━━━ SOURCE TEXT ━━━
J.J. Abrams' Revolution (Monday, 9 p.m., NBC) plunges you into an alternate reality. Ben (Tim Guinee) hurries home to tell his wife (Elizabeth Mitchell), "It's happening." And then "it" abruptly happens. The electricity shuts off all around the world. We see stunning images of lights going out down a highway, then all around the Earth.
Fast-forward 15 years, and the world has reverted to a chaotic state. Humans huddle in small clans, armed with primitive weapons. Militias terrorize the countryside, controlled by a warlord named Monroe (David Lyons). Ben's teenage daughter (Tracy Spiridakos) heads off on a quest to find her surviving uncle (Billy Burke) in hopes of protecting her extended family from Monroe's depredations.
There's lots more to tell, but I don't want to spoil any of the surprises for you. All I'll say is: Watch. This. Program. The premise is beautifully thought through, both in the plot and the imagery. The apocalyptic scenario isn't the downer you'd expect, thanks to thrilling action scenes and a welcome streak of humor. The actors make you care about the characters - though don't get too attached to any of them, since they're prone to die or turn traitor on you.
Who knew that the-end-of-the-world-as-we-know-it could be so wonderful?
Friday, 9 pm (Discovery)
Discovery's gorgeously filmed reality series ventures into the Alaskan tundra to chronicle a small town's struggle for survival. The 200 people in Tanana are facing the worst winter in a century, with 60-below temperatures. There are no roads into Tanana, but wolves know how to get there. "Their jaws snap shut at 1,500 pounds of pressure per square inch, easily enough to tear a man apart!" explains the sadistic narrator. If the wolves don't get you, the "monster bears" will. And if you do happen to live to see another day, you can enjoy eating your sled dog for dinner.
As horrible as it is in Tanana, I can't feel sorry for the residents, who chose to live there. But the poor cameraman who obviously drew the short straw back at Discovery headquarters? Him I feel sorry for.
━━━
■ EXERCISE REQUIREMENTS
Copy the part of the TV review starting at "Friday, 9 pm" and ending at "dog for dinner.".
━━━ DATASET EXTRACT ━━━
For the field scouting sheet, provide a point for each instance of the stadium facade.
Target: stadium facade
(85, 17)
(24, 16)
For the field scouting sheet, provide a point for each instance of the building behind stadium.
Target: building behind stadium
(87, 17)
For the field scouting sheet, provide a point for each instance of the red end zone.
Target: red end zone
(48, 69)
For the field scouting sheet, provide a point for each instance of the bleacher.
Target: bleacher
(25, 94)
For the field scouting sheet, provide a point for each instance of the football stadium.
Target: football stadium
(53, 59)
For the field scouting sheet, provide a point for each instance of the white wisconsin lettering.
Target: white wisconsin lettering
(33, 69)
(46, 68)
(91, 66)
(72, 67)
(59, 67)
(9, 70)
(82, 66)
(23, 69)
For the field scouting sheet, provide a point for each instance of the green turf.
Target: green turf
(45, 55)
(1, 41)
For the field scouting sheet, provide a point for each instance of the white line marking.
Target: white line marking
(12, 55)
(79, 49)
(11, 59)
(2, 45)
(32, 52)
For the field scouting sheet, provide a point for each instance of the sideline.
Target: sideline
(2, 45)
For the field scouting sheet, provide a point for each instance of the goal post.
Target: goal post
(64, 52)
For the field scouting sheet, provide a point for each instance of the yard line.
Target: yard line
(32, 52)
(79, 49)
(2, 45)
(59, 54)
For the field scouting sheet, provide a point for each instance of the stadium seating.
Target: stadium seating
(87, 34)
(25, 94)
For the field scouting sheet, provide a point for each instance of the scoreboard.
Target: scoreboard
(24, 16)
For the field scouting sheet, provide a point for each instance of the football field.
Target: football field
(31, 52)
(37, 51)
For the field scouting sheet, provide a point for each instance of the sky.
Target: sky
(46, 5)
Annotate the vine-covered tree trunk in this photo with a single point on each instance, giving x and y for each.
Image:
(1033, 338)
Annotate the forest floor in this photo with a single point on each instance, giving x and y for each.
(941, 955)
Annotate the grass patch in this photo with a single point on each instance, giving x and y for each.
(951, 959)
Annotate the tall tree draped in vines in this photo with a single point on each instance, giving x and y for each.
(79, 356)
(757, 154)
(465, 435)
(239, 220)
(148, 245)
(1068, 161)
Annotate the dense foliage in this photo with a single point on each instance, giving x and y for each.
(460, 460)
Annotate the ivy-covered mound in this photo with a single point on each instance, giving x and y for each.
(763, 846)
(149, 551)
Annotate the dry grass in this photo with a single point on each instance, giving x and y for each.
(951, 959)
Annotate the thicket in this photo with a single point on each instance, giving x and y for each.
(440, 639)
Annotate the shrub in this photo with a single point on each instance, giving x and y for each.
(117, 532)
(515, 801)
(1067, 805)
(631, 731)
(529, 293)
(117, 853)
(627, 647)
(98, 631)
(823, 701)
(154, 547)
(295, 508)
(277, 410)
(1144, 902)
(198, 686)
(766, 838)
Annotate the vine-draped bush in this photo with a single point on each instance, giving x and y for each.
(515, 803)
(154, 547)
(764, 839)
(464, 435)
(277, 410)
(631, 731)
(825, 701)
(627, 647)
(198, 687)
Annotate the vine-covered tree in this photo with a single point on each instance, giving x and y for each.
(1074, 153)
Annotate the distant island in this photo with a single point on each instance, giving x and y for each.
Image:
━━━
■ YOUR SOLUTION
Friday, 9 pm (Discovery)
Discovery's gorgeously filmed reality series ventures into the Alaskan tundra to chronicle a small town's struggle for survival. The 200 people in Tanana are facing the worst winter in a century, with 60-below temperatures. There are no roads into Tanana, but wolves know how to get there. "Their jaws snap shut at 1,500 pounds of pressure per square inch, easily enough to tear a man apart!" explains the sadistic narrator. If the wolves don't get you, the "monster bears" will. And if you do happen to live to see another day, you can enjoy eating your sled dog for dinner.